** Start INPUT RECORDS **

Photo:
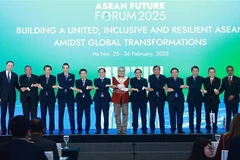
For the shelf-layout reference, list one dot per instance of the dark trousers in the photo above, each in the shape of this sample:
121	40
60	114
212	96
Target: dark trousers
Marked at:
176	109
191	108
99	107
70	105
231	110
10	105
30	107
208	108
83	106
49	105
153	107
136	106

** End INPUT RECORDS **

_EXERCISE PROMPT_: Copy out every one of the lines above word for word, leaving out the pictures.

_ANSWER_:
Photo:
For the shelf-layout reference, list one dot per instance of the dark trousers in the photo above, each in the shape of this sample:
121	40
60	114
212	96
Target: dark trousers
Marked at:
176	109
191	108
99	107
70	105
231	110
10	105
30	107
208	108
83	106
49	105
153	107
136	106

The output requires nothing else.